### Task description
Reproduce word for word the passage of the book description below from "A free ebook" up to and including "to learn more.".

A free ebook version of this title is available through Luminos, University of California Press’s Open Access publishing program. Visit www.luminosoa.org to learn more.

The Scourge of Jewish Nationalism is the first book-length study of the theopolitical writings of Rabbi Yoel Teitelbaum of Satmar (1887–1979). A towering figure in twentieth-century Judaism, Teitelbaum was the founder and spiritual leader of the ultra-Orthodox Satmar Hasidic sect, today the largest Hasidic sect in the world. He emerged in the post-Holocaust years as one of the most provocative thinkers in traditional Judaism. The book situates Teitelbaum’s dense rabbinic writing in the larger context of contemporary political thought and theology on questions of nationalism, messianism, and Jewish covenantal theology. Introducing readers to Teitelbaum’s anti-Zionist writings, Shaul Magid argues that Teitelbaum’s anti-Zionist ideas were among the most significant Jewish theological interventions of the twentieth century. Putting his work into dialogue with important philosophers, theologians, and theorists inside and outside of Judaism, The Scourge of Jewish Nationalism closely examines Teitelbaum’s work as an illustration of how the Jewish tradition challenges, and is challenged by, the modern nationalist project and its Jewish articulation in Zionism.

### Given material
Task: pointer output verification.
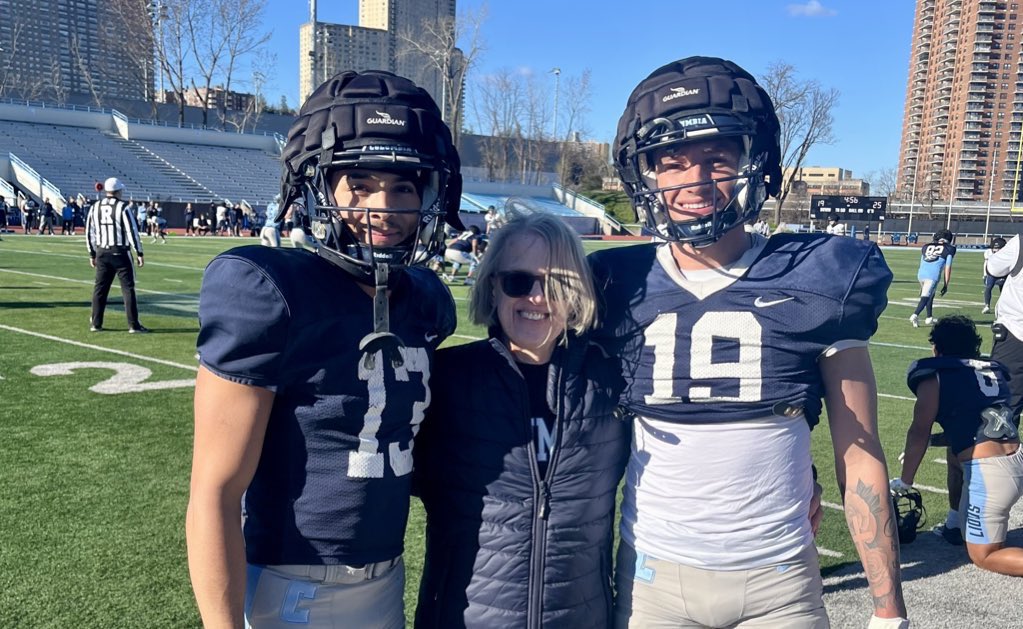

### Answer to the task
A free ebook version of this title is available through Luminos, University of California Press’s Open Access publishing program. Visit www.luminosoa.org to learn more.